__Data provided__.
<<<<
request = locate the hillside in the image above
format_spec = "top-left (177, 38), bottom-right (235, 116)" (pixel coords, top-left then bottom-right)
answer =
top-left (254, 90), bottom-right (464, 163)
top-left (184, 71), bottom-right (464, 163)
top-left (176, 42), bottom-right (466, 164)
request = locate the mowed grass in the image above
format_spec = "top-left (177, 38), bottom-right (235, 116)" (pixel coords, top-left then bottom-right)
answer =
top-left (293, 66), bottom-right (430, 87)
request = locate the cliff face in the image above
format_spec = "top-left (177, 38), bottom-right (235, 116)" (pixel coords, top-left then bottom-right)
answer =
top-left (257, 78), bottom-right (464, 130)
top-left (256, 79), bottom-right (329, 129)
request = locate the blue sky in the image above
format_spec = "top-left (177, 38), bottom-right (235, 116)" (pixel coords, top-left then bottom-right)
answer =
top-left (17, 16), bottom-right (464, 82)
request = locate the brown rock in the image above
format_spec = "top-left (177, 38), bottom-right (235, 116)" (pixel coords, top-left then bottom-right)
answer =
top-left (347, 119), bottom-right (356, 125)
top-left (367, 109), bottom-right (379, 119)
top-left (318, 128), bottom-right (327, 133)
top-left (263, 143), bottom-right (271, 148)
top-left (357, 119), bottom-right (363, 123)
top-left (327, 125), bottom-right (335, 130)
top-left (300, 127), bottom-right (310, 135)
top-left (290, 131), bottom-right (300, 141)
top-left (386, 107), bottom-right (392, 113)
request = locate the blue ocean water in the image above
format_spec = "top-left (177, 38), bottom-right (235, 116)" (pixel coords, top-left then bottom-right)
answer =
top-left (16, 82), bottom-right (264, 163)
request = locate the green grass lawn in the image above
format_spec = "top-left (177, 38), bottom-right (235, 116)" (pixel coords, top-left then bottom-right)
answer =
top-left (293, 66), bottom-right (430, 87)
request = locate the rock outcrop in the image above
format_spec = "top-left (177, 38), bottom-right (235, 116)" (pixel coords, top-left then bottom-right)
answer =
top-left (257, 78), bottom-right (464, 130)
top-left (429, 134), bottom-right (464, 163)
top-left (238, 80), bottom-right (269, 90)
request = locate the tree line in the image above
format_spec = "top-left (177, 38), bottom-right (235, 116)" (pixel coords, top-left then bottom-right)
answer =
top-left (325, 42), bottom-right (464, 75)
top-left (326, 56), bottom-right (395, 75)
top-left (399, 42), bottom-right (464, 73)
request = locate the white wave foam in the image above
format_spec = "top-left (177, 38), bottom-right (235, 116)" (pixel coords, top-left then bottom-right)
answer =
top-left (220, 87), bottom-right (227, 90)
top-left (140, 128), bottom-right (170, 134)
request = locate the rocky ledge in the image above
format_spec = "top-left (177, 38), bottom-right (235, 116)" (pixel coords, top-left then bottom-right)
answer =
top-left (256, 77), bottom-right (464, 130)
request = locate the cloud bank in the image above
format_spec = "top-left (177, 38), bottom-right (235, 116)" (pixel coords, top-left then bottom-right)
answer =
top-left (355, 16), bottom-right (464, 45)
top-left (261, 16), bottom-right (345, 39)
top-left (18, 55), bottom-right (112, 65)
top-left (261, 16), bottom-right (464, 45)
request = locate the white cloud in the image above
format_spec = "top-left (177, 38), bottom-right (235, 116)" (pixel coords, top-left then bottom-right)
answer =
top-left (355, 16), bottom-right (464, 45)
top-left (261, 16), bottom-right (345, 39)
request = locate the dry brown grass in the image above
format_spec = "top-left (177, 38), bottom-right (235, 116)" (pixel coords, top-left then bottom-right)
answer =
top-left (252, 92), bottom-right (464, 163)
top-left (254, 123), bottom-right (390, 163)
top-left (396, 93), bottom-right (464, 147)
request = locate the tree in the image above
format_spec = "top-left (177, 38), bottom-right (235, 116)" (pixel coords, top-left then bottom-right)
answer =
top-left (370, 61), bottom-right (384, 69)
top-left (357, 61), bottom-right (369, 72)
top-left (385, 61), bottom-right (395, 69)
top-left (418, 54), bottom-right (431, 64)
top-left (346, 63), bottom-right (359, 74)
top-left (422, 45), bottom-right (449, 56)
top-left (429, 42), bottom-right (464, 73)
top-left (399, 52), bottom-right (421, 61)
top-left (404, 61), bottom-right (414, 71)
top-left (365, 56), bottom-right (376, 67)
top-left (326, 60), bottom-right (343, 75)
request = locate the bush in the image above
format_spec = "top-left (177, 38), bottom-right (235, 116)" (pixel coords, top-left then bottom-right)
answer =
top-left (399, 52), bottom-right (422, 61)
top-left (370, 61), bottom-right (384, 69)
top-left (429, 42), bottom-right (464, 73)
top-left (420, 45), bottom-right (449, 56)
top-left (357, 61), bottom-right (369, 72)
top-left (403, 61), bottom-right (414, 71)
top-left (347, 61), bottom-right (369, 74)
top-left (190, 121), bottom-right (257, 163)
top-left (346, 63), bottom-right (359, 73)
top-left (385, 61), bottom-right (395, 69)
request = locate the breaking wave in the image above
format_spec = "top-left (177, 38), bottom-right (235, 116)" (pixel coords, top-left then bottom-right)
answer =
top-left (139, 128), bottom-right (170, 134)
>>>>
<<<<
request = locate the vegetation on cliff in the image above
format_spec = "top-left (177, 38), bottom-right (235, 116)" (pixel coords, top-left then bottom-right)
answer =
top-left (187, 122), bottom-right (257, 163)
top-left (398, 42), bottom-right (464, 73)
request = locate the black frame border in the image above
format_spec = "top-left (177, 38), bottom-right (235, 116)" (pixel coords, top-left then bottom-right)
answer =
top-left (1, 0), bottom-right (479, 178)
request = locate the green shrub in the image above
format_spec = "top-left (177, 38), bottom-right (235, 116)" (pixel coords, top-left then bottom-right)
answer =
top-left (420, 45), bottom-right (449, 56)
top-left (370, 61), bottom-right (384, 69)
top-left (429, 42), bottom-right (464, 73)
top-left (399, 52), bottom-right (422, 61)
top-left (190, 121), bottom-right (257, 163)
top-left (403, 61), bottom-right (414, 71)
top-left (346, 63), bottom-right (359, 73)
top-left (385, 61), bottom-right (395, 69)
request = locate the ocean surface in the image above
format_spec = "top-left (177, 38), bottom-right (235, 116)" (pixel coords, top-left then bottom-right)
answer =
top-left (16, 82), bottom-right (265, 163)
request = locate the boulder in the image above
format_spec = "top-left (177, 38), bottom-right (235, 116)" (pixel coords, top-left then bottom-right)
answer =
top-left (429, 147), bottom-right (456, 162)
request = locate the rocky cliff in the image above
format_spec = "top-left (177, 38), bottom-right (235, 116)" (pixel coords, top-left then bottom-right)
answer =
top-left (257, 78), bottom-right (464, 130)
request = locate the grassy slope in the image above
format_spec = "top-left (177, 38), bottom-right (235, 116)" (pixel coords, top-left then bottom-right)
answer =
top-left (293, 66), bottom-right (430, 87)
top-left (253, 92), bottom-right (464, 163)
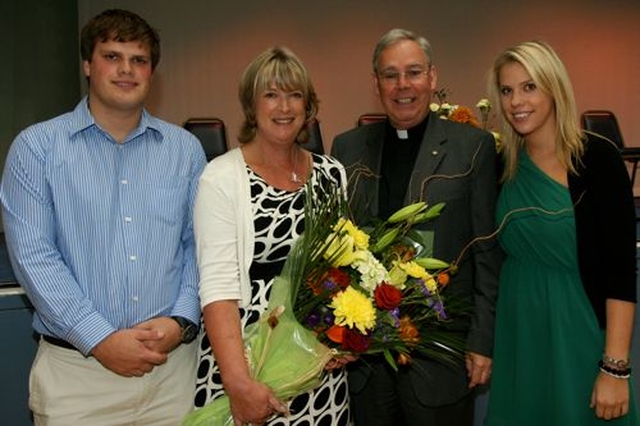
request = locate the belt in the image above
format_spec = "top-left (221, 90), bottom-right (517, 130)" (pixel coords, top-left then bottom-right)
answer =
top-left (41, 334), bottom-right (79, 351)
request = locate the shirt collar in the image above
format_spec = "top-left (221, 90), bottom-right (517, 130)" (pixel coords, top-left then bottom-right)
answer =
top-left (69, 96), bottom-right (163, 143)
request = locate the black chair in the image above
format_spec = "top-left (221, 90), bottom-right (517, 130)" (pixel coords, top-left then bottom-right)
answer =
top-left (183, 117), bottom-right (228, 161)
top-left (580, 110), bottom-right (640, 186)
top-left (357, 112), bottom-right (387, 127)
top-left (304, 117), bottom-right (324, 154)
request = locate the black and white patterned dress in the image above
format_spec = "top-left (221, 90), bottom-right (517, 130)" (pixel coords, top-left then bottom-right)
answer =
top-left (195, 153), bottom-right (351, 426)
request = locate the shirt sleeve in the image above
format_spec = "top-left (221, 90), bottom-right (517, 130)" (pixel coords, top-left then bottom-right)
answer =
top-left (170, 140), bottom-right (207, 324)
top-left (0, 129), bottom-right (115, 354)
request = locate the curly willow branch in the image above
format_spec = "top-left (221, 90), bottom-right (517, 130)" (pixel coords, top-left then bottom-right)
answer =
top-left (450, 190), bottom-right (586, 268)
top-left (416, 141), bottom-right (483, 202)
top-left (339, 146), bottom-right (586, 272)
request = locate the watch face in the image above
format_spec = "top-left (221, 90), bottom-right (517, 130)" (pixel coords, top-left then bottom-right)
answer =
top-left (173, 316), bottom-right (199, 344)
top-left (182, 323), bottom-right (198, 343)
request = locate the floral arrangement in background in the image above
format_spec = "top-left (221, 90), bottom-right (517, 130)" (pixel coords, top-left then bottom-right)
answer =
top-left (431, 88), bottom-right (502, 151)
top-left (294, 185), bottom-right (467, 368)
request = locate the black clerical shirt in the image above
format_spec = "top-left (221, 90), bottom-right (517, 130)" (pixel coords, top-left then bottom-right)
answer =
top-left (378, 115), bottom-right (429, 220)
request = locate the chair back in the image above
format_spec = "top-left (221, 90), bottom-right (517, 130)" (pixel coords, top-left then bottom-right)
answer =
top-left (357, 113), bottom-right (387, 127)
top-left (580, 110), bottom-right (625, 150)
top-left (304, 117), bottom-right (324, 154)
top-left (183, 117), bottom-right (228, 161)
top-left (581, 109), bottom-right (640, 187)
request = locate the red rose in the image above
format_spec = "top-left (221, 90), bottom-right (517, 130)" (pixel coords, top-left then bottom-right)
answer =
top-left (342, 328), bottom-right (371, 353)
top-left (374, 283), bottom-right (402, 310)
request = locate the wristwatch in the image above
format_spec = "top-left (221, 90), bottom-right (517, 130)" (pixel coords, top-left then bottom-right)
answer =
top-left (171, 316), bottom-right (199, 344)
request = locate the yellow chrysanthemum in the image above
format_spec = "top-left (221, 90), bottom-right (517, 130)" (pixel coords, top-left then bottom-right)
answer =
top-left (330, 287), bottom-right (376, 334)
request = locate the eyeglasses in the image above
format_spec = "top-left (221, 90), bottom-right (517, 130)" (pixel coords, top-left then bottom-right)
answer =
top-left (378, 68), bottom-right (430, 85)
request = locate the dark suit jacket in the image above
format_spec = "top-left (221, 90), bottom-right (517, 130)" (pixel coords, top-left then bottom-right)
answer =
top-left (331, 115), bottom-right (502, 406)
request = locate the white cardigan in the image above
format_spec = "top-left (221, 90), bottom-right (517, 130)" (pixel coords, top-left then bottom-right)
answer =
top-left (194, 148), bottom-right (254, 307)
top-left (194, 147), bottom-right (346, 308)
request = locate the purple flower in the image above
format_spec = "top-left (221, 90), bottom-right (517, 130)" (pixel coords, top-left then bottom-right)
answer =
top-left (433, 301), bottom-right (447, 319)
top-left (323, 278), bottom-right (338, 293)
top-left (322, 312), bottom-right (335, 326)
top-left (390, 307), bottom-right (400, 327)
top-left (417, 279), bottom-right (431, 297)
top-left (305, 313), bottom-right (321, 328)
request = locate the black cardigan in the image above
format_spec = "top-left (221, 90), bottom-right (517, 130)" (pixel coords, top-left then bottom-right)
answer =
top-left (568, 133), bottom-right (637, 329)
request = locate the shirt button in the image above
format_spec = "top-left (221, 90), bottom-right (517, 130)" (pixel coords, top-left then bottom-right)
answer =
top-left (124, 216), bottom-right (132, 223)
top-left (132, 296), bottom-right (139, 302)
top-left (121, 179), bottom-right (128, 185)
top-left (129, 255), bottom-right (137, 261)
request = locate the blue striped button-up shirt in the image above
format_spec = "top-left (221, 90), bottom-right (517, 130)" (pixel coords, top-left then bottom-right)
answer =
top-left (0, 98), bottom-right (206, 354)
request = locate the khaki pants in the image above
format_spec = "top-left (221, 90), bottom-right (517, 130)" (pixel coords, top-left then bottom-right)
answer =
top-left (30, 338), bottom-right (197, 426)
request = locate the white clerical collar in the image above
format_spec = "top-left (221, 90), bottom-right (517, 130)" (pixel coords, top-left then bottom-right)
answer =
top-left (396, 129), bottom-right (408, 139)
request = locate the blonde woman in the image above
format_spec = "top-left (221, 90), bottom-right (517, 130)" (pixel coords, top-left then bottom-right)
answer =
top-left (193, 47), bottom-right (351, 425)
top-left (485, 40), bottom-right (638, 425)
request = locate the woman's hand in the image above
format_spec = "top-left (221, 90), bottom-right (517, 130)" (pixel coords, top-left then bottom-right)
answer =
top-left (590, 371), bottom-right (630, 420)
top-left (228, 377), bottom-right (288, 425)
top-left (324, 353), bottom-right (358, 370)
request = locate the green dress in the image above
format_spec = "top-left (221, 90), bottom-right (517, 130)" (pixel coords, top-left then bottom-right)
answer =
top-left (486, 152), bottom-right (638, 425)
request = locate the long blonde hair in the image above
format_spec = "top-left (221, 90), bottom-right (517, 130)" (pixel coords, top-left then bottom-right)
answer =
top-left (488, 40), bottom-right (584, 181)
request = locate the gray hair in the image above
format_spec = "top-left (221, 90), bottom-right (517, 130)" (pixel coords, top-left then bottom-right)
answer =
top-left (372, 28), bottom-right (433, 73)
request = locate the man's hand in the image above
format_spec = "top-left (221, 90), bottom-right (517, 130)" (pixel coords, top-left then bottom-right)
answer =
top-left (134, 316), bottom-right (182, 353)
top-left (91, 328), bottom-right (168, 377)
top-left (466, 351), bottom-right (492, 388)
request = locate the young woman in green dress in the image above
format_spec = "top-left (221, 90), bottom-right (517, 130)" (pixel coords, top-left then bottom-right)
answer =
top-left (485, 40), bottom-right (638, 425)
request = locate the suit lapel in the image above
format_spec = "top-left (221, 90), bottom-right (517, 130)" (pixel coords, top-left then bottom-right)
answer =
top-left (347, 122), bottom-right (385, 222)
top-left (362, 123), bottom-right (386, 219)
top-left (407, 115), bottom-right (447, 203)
>>>>
__Task__.
Show each line from the listing above that includes the word "white".

__Exercise output__.
request = locate the white wave foam in the image above
request = locate the white cloud in the image above
request = locate the black and white patterned dress in the image above
request = locate the white cardigan in the image above
request = locate the white clerical collar in the image above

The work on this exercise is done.